━━━ Dataset records
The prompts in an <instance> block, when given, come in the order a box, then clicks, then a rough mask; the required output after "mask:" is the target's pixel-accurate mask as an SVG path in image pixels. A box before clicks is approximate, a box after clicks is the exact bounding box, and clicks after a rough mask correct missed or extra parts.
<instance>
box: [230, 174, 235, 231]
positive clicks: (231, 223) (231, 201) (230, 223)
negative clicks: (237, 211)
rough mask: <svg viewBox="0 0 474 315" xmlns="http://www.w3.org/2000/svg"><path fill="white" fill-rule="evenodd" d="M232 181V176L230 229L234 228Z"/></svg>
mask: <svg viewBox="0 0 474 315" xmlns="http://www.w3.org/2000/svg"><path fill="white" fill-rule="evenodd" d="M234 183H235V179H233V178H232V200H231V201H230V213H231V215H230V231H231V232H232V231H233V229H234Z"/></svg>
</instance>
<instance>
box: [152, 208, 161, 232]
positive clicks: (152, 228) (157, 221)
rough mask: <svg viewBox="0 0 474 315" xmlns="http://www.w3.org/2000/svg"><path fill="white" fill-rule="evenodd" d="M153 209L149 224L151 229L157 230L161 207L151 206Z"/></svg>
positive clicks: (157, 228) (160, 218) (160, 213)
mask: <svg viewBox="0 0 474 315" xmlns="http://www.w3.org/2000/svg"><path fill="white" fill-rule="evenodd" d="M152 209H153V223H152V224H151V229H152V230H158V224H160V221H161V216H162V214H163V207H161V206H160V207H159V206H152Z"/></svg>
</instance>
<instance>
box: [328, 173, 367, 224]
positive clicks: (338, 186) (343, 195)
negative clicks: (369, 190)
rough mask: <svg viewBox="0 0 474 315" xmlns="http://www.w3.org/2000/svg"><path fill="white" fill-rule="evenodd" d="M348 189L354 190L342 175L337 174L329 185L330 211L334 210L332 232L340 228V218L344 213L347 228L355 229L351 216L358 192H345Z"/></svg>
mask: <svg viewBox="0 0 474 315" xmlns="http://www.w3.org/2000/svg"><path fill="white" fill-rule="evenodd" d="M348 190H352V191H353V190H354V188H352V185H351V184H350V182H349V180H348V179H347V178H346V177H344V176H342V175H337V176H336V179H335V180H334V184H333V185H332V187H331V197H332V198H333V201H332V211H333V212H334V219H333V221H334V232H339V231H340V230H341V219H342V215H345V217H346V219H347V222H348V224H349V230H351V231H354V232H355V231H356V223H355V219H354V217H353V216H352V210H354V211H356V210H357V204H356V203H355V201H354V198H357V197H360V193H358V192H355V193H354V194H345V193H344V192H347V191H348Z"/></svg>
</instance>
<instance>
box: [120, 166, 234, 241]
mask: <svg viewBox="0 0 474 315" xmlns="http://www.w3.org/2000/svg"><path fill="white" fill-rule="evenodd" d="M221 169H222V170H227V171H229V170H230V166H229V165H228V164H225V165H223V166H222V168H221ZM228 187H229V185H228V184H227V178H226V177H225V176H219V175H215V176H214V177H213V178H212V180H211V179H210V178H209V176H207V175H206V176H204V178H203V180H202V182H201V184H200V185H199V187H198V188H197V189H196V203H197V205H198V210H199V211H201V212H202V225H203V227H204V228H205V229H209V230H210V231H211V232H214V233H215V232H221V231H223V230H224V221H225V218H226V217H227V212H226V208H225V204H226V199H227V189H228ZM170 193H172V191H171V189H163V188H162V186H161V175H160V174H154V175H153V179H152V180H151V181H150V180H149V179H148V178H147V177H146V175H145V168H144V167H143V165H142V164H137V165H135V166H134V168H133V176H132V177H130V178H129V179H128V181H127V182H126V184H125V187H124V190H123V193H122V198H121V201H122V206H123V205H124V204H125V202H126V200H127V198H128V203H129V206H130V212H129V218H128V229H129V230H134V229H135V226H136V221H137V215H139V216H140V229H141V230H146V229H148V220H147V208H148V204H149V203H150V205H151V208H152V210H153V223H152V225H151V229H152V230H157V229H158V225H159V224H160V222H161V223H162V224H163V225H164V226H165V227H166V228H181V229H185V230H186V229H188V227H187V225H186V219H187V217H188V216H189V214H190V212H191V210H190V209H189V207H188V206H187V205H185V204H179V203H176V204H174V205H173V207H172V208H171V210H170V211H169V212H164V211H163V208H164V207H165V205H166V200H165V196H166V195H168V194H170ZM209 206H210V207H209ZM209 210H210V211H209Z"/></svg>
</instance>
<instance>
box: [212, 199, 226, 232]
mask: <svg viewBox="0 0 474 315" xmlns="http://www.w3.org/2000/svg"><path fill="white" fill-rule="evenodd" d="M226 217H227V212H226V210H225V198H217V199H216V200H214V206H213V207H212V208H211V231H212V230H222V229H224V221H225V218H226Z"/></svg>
━━━━━━
** Work to complete **
Copy out every line in the entries above that contains the string "negative". Case counts.

** Solution for this problem **
negative clicks: (237, 211)
negative clicks: (369, 190)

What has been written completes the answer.